Au vu de tout ce que nous avons déjà dit, il est clair que la distribution du pouvoir dans l’Ordre sera quelque chose de délicat durant tout le temps où François est vivant. Il faudra d’ailleurs attendre 1230 et la Bulle Quo elongati de Grégoire IX pour voir le ministre général libéré du « poids de la stature du commandeur que constitue la mémoire même du fondateur » [15]. Dans cette Bulle, en effet, l’ancien protecteur de l’Ordre stipule que les frères ne sont pas tenus d’observer le Testament de François, contrairement à ce que celui-ci demandait (Test35-41 ). L’argumentation utilisée par le pape est suggestive à plus d’un titre. Il rappelle d’abord sa relation d’intimité avec le saint afin de désacraliser sa volonté. Ensuite il avance un argument juridique remis à l’honneur peu de temps auparavant : « Sans le consentement des frères et en particulier des ministres, que cela regardait tous, il ne put obliger et il n’obligea en aucune manière son successeur » [16]. Cette argumentation à l’encontre du Testament sous-entend au moins que la II R a été débattue et approuvée en chapitre, sans quoi elle non plus n’aurait pas de force contraignante. On ne peut nier que les chapitres et les ministres soient les deux niveaux fonda mentaux d’exercice du pouvoir même si, une fois encore, les interférences ont dû être nombreuses du vivant de François [17]. On touche ici du doigt le cœur de la crise franciscaine : comment rester ouvert et fidèle au charisme (du) fondateur tout en donnant à l’Ordre une structure qui lui permette de survivre à la mort de celui-ci ? Comment articuler charisme et institution, référence au fondateur et à une norme objective ?

**Bloc de données:**
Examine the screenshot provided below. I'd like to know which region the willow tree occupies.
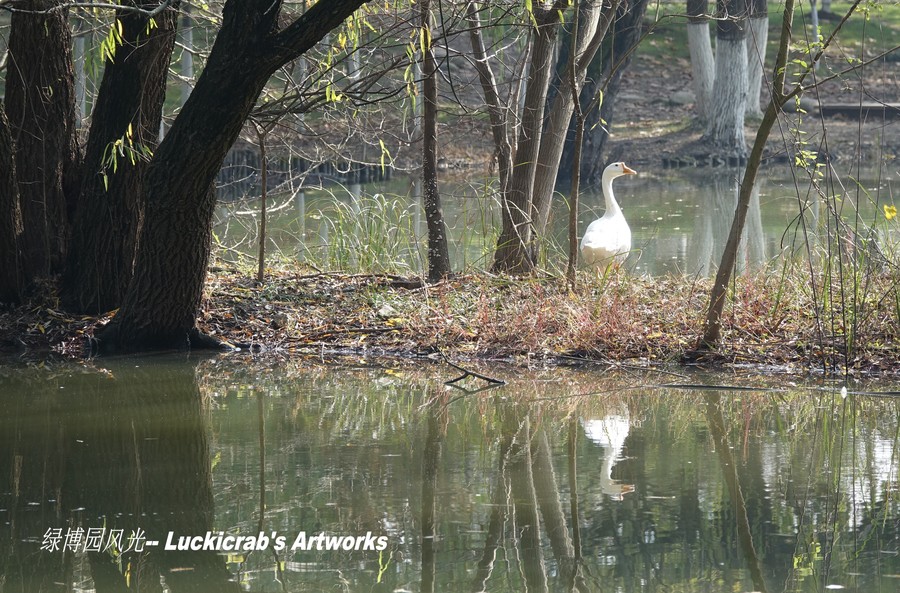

**Objectif visé:**
Pouvez-vous reprendre l'extrait sur la crise franciscaine juste après sa dernière phrase et en écrire la suite ?

**Résultat obtenu:**
L’enjeu de la crise de 1220 peut être compris comme la tension entre le pouvoir charismatique du fondateur, appuyé par la masse des frères, et le pouvoir oligarchique des frères plus instruits et influents. Il s’agit en même temps de surmonter l’hésitation entre un semblant de pouvoir législatif comme chambre d’enregistrement de l’exécutif, et une relative séparation des pouvoirs avec contrôle réel du second sur le premier ; entre démocratie directe et démocratie indirecte, avec alors la question de la représentativité. Ce n’est pas la démission de François qui pouvait résoudre cette tension. En témoignent le flottement dans le vocabulaire pour désigner Pierre de Catane puis Elie (vicaires ou ministres ?), et l’incapacité pour les sources de compter les généralats de manière cohérente. C’est la Bulle Quo Elongati qui inaugure le mouvement en réaffirmant le pouvoir du ministre général tout en posant les bases d’une forme très incomplète de représentativité au sein du chapitre général.
Les Constitutions de 1239
En 1239 éclate une nouvelle crise dont le détonateur est le frère Elie, qui est passé imperceptiblement d’une démocratie directe à une autocratie démagogique. On relève alors deux positions en présence pour donner la direction à suivre. Elles vont en fait se succéder rapidement. La première est l’option collective qui se traduit dans les Constitutions de 1239 : une pyramide reposant sur la base de tous les frères, avec une nette préséance du législatif sur l’exécutif et un double contrôle des supérieurs locaux élus et des frères de base désignés. Ensuite vient la reprise en main par une élite culturelle qui garde le même revêtement démocratique et parlementariste, mais centralise le pouvoir dans un système relativement clos.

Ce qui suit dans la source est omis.